**Tasks:**
1 – Return the part of the peace plan article between "Trump’s proposal included" and "through the week.", inclusive.
2 – For each statement below, say yes or no according to the peace plan article, and quote the words that decide it. (a) The Red Crescent said thirteen people were wounded in the West Bank on Tuesday. (b) A map in the plan shows 20 Israeli enclaves. (c) The plan says where the money for refugee compensation would come from.

In June, the White House released the first half of its peace proposal: a $50 billion investment plan billed as a “new vision” for the Palestinian territories. The U.S. made the creation of the investment fund contingent upon Palestinian acceptance of the second, political part of the peace plan, released Tuesday.

Reacting to Tuesday’s announcement, Palestinian President Mahmoud Abbas said Jerusalem was “not for sale”.”All our rights are not for sale and are not for bargain,” he added.”

”This conspiracy deal will not pass. Our people will take it to the dustbin of history,” Abbas said after a meeting in the West Bank city of Ramallah of various Palestinian factions including Islamist group Hamas. The militant group Hamas, which controls the Gaza Strip, also rejected the deal which it said aimed “to liquidate the Palestinian national project”.

Some analysts questioned the merits of the plan. “While Trump claims a revolutionary approach to the peace process, this plan actually recycles past failed efforts: it places Palestinians on probation while they prove their worthiness of statehood, using conditions that are malleable and ill-defined; it seeks to induce Palestinian capitulation through economic largesse; and it removes the onus on Israel to make any concessions until Palestinians declare their full surrender,” Tareq Baconi, Israel/Palestine analyst for International Crisis Group, said in a statement.

The UN says its agencies support about 5.5 million Palestinian refugees in the Middle East (the Palestinian Authority says there are up to 6 million), including the descendants of people who fled or were expelled by Jewish forces from what became Israel in the 1948-49 war. Palestinians insist on their right to return to their former homes, but Israel says they are not entitled to, noting that such a move would overwhelm it demographically and lead to its end as a Jewish state.

Under the plan, “there shall be no right of return by, or absorption of, any Palestinian refugee into the State of Israel.” Rather, the refugees would be absorbed into a Palestinian state or integrated into their current host countries. Additionally, up to 50,000 Palestinians may be accepted by Organization of Islamic Cooperation member countries.

The proposal will “endeavor to raise a fund to provide some compensation to Palestinian refugees,” without specifying where the money might come from.

Trump said that no Israelis or Palestinians would be uprooted from their homes. According to the plan, Israeli “enclaves,” or settlements, “located inside contiguous Palestinian territory will become part of the State of Israel and be connected through an effective transportation system.” A map included in the plan shows 15 such enclaves.

Palestinian protesters carried pictures of Mahmoud Abbas through the streets of Ramallah on Tuesday

Trump’s proposal included a long list of measures directly in line with Israeli interests, which triggered immediate condemnation on the streets of the Gaza Strip and the West Bank, with demonstrations expected to continue through the week.

An AFP reporter said around 200 Palestinians confronted Israeli forces near Ramallah, burning photos of Trump and Israeli Prime Minister Benjamin Netanyahu. Thirteen people were wounded in the West Bank in clashes with the Israeli army on Tuesday, the Red Crescent said.

One person was taken to hospital after being hit with a rubber bullet, while 12 others were suffering from exposure to tear gas, a spokeswoman said.

British Foreign Secretary Dominic Raab urged the Palestinians to give the plans “genuine and fair consideration and explore whether they might prove a first step on the road back to negotiations”. A spokesman for UN Secretary General António Guterres called for a peace deal on the basis of UN resolutions, international law and bilateral agreements.

The Arab League said it would hold an urgent meeting on Saturday.

**Data to examine:**
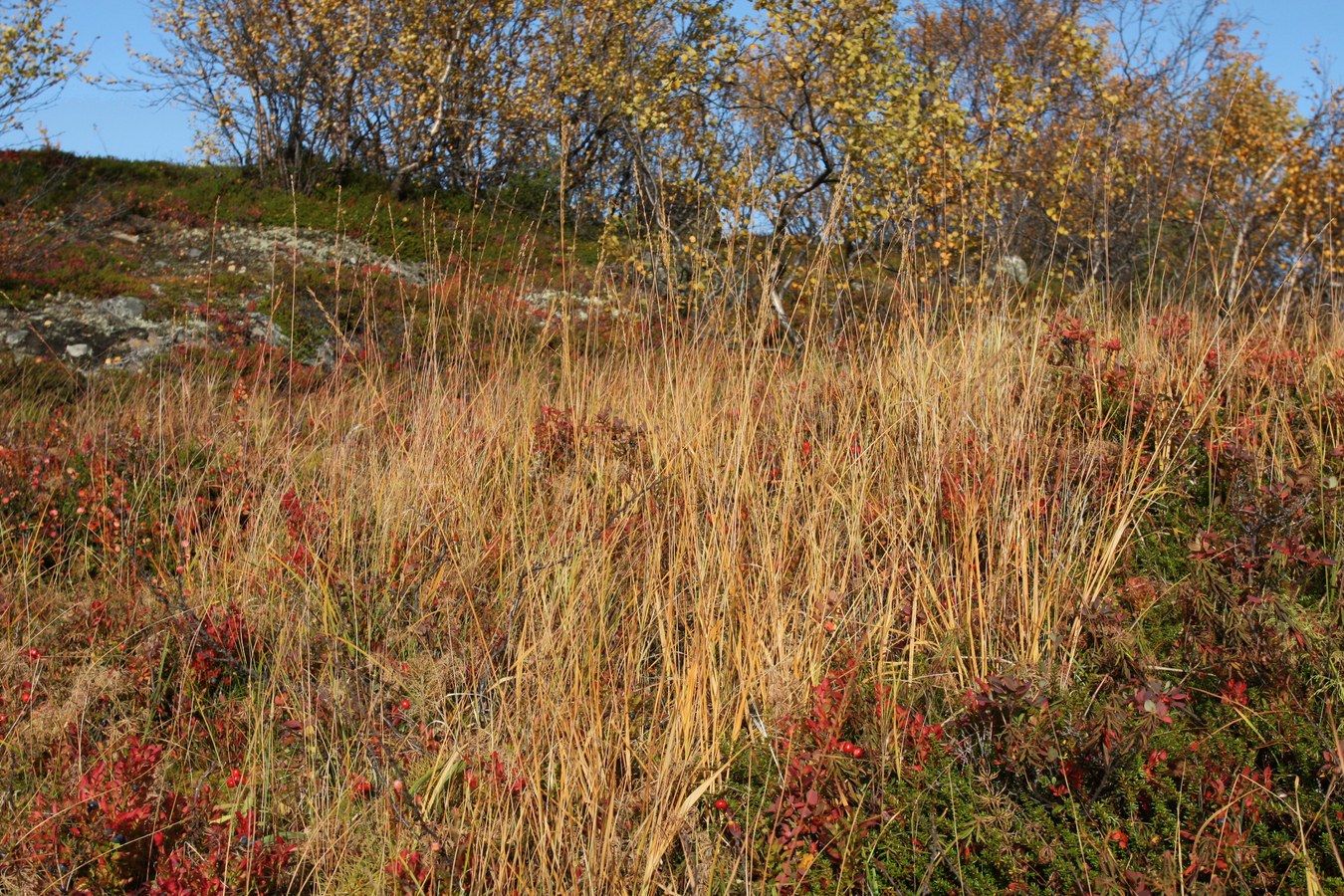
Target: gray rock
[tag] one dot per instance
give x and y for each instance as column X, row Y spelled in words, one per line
column 265, row 331
column 123, row 307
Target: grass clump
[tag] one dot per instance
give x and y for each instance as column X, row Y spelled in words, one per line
column 1012, row 604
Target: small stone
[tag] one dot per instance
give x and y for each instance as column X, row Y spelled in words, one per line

**Activity answers:**
1 –
Trump’s proposal included a long list of measures directly in line with Israeli interests, which triggered immediate condemnation on the streets of the Gaza Strip and the West Bank, with demonstrations expected to continue through the week.

2 –
(a) Yes: "Thirteen people were wounded in the West Bank in clashes with the Israeli army on Tuesday, the Red Crescent said."
(b) No: "A map included in the plan shows 15 such enclaves."
(c) No: "without specifying where the money might come from."